Per quanto riguarda i reati di getto pericoloso e di emissioni in assenza di autorizzazione, ovvero la puzza che faceva bruciare occhi e gola ai residenti, nelle motivazioni della sentenza si sottolinea come «il rilascio di quantitativi non trascurabili quantomeno di ammoniaca e acido solfidrico è stato confermato dalle analisi di Osptech. Il ritardo di ben 6 anni con cui l’azienda si mosse rispetto all’obbligo di periodico monitoraggio delle emissioni diffuse imposto dalla Provincia è indicativo del profilo della colpa in capo agli imputati: vi fu una vera e propria resistenza dei vertici di Coimpo-Agribiofert che, per ragioni di risparmio, avevano tentato medio tempore di ottenere una modifica delle modalità esecutive di tali campagne di monitoraggio, ritenute “estremamente gravose”».
 

QUATTRO VITTIME
Si tratta di uno dei processi più importanti della storia recente del Polesine, incentrato sulla più grave tragedia sul lavoro dei giorni nostri, Avvenne il 22 settembre 2014, quando durante lo sversamento di acido solforico nella vasca D dell’impianto Coimpo-Agribiofert di Ca’ Emo si sprigionò una nube tossica che uccise Nicolò Bellato di Bellombra, Paolo Valesella di Bindola, Marco Berti di Sant’Apollinare e Giuseppe Baldan di Campolongo Maggiore. Tuttavia nel giudizio di secondo grado le pene per i sei imputati, condannati per omicidio colposo plurimo, getto pericoloso di cose e violazione delle norme ambientali, sono state rimodulate, anche per effetto della prescrizione, passando da un totale di 31 anni e 9 mesi a 20 anni e 10 mesi.
※
Obiettivi:
[1] Riscrivi in forma più concisa il paragrafo dell'estratto che comincia con «Si tratta di uno dei processi», conservandone i fatti principali.
[2] Ricopia dall'estratto il passo che parte dalle parole "QUATTRO VITTIME" e si ferma dopo le parole "anni e 10 mesi.".

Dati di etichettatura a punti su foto
※
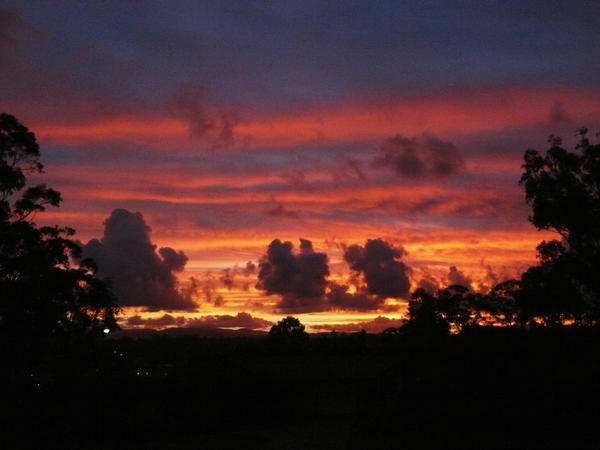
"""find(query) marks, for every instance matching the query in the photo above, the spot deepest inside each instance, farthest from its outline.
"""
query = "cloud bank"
(420, 157)
(141, 276)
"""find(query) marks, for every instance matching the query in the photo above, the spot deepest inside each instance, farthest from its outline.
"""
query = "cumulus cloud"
(300, 278)
(376, 325)
(428, 283)
(455, 276)
(339, 298)
(419, 157)
(237, 277)
(240, 320)
(166, 320)
(141, 275)
(379, 263)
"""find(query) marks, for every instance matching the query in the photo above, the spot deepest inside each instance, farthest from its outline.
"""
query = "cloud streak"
(141, 276)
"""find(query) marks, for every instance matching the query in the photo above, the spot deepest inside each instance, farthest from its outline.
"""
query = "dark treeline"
(451, 377)
(485, 388)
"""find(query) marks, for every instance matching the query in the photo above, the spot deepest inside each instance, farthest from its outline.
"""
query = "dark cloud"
(376, 325)
(141, 276)
(240, 320)
(379, 264)
(420, 157)
(558, 115)
(455, 276)
(339, 298)
(428, 283)
(300, 278)
(166, 320)
(347, 169)
(236, 277)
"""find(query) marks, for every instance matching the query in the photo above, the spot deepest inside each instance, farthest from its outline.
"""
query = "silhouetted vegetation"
(47, 295)
(563, 189)
(516, 367)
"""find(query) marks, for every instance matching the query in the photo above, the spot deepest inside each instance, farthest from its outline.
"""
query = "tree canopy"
(563, 189)
(46, 290)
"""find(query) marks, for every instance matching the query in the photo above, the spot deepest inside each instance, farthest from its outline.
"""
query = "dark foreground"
(485, 389)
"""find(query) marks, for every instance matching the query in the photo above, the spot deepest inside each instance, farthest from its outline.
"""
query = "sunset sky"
(227, 125)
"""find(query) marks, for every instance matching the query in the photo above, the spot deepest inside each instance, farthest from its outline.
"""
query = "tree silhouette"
(424, 317)
(289, 327)
(43, 292)
(563, 189)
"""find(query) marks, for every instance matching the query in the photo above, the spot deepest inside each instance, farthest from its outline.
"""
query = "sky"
(229, 163)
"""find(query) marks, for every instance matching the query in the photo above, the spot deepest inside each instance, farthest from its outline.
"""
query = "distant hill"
(144, 333)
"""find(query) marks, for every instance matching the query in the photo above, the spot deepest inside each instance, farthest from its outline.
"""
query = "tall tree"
(563, 189)
(44, 291)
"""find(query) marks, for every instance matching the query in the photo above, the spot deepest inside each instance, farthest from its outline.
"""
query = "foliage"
(424, 317)
(563, 189)
(43, 293)
(289, 327)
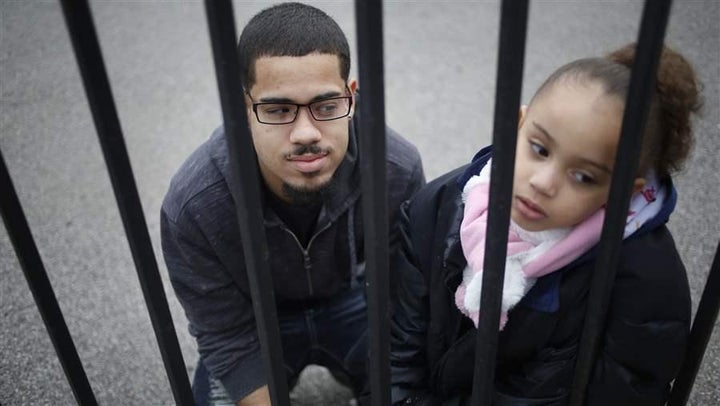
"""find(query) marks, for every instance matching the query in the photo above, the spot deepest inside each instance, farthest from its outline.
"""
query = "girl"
(566, 147)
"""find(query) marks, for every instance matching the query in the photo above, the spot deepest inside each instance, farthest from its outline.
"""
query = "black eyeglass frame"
(298, 105)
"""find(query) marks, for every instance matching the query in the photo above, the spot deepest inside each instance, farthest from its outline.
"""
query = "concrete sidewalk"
(440, 68)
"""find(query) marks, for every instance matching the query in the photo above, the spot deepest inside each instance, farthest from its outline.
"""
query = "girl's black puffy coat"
(433, 344)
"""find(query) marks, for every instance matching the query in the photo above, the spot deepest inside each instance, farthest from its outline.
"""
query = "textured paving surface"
(440, 68)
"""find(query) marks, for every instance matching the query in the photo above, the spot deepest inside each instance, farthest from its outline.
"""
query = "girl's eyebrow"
(544, 131)
(584, 160)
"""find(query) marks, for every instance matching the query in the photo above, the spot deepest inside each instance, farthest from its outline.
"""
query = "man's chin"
(306, 194)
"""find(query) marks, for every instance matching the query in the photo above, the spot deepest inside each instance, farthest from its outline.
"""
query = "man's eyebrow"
(319, 97)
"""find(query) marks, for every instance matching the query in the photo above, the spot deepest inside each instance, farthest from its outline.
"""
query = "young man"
(295, 64)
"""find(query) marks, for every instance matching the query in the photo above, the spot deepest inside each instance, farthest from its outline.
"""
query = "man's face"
(301, 156)
(565, 156)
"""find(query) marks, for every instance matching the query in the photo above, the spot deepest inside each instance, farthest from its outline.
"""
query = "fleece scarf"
(531, 255)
※
Risposte complete:
[1] Uno dei processi più importanti della storia recente del Polesine riguarda la più grave tragedia sul lavoro dei giorni nostri. Il 22 settembre 2014, durante lo sversamento di acido solforico nella vasca D dell'impianto Coimpo-Agribiofert di Ca' Emo, una nube tossica uccise Nicolò Bellato, Paolo Valesella, Marco Berti e Giuseppe Baldan. I sei imputati erano stati condannati per omicidio colposo plurimo, getto pericoloso di cose e violazione delle norme ambientali. In secondo grado le loro pene sono state rimodulate, anche per effetto della prescrizione, e sono scese da un totale di 31 anni e 9 mesi a 20 anni e 10 mesi.

[2]
QUATTRO VITTIME
Si tratta di uno dei processi più importanti della storia recente del Polesine, incentrato sulla più grave tragedia sul lavoro dei giorni nostri, Avvenne il 22 settembre 2014, quando durante lo sversamento di acido solforico nella vasca D dell’impianto Coimpo-Agribiofert di Ca’ Emo si sprigionò una nube tossica che uccise Nicolò Bellato di Bellombra, Paolo Valesella di Bindola, Marco Berti di Sant’Apollinare e Giuseppe Baldan di Campolongo Maggiore. Tuttavia nel giudizio di secondo grado le pene per i sei imputati, condannati per omicidio colposo plurimo, getto pericoloso di cose e violazione delle norme ambientali, sono state rimodulate, anche per effetto della prescrizione, passando da un totale di 31 anni e 9 mesi a 20 anni e 10 mesi.